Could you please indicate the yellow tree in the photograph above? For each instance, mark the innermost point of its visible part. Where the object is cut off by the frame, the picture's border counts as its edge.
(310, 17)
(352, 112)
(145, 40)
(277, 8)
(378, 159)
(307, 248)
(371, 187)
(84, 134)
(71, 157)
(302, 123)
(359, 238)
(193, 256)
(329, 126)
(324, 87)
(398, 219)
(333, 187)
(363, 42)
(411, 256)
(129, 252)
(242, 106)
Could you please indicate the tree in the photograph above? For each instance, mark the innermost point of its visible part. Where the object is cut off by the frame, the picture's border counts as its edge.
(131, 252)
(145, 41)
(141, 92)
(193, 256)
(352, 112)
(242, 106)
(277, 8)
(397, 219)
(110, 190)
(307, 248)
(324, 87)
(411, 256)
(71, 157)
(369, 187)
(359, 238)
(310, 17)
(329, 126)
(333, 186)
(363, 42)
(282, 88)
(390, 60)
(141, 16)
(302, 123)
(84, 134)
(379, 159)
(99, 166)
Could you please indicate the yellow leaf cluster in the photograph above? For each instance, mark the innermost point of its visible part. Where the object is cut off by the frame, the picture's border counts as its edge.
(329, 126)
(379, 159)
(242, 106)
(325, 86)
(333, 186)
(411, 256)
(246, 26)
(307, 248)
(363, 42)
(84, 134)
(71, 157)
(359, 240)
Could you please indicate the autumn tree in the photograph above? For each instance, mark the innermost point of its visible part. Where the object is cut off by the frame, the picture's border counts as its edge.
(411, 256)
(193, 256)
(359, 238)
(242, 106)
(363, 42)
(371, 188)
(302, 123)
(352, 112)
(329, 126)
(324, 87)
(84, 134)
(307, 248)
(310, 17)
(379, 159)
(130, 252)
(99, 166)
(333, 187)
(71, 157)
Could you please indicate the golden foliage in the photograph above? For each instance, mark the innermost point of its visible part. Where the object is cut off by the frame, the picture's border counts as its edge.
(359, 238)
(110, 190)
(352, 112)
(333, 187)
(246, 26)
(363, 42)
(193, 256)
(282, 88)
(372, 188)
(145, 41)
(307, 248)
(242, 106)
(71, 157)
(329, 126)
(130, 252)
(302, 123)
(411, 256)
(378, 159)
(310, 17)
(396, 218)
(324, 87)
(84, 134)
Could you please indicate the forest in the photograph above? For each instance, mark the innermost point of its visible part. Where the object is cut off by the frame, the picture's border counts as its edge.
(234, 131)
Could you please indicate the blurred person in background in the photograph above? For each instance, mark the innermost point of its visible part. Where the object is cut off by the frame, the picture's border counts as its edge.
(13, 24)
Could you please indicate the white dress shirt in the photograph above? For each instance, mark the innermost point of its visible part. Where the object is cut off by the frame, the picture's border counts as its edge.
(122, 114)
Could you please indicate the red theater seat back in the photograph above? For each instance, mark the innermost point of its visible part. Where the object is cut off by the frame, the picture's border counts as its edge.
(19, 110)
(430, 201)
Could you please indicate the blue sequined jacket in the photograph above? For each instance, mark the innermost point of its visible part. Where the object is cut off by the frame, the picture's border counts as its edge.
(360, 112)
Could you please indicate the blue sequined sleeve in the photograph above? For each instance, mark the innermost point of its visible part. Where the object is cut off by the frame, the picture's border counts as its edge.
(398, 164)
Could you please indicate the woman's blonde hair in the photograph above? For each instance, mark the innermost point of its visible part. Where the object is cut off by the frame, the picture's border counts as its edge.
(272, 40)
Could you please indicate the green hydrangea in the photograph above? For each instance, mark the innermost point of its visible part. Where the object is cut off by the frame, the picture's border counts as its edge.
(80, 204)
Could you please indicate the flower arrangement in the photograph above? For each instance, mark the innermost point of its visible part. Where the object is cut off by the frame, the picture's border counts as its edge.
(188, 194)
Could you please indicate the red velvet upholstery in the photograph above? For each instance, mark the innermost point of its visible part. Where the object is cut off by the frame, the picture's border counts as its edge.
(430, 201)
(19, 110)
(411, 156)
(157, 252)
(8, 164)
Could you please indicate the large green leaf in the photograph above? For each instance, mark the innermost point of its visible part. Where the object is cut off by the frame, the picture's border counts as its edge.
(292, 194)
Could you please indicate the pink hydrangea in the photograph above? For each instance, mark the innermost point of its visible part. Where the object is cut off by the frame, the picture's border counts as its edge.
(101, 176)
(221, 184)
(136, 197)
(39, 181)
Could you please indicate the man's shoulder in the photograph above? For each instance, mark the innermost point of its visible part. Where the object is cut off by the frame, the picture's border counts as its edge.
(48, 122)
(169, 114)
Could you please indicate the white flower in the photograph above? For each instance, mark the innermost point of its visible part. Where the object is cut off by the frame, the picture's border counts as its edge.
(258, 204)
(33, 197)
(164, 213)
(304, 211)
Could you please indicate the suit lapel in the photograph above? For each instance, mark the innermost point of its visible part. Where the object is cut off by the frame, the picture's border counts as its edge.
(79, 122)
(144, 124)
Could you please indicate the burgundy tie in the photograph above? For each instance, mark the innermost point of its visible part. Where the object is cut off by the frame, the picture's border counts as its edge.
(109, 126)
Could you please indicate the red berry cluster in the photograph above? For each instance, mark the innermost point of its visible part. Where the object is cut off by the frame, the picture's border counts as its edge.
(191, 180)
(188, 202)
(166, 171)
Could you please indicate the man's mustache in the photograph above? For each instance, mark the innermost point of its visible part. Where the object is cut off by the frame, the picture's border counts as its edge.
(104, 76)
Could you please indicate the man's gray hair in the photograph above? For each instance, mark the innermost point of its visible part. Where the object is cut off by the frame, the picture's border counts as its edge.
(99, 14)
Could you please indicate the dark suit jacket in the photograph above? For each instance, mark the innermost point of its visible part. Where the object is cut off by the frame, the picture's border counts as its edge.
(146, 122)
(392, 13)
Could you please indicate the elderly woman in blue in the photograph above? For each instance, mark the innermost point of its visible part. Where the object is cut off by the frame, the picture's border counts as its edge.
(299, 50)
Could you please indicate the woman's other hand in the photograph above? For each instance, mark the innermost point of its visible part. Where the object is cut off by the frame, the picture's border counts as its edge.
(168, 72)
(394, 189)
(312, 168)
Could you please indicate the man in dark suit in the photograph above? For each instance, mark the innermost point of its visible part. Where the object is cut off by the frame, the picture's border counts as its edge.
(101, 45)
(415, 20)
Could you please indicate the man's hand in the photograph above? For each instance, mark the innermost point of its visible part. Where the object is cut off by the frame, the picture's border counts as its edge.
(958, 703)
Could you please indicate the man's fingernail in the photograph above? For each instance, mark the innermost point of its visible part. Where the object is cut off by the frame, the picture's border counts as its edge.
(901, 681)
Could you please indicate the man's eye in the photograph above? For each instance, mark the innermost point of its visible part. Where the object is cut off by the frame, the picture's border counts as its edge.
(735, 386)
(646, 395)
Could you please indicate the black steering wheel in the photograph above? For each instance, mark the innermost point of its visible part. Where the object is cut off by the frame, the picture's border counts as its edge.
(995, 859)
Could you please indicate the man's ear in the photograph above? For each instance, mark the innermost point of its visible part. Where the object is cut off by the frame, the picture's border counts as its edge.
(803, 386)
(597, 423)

*WORK ITEM*
Start at the line containing "Could you please indicate the man's ear" and transcribe through the end of the entries. Please keep both ends and add nothing.

*THE ANSWER*
Could you please indicate the man's ear in the photograph above? For each instance, mark the innermost point of its visible part. Where the object is cut off by the frame, the picture's border counts as its edge.
(803, 386)
(597, 423)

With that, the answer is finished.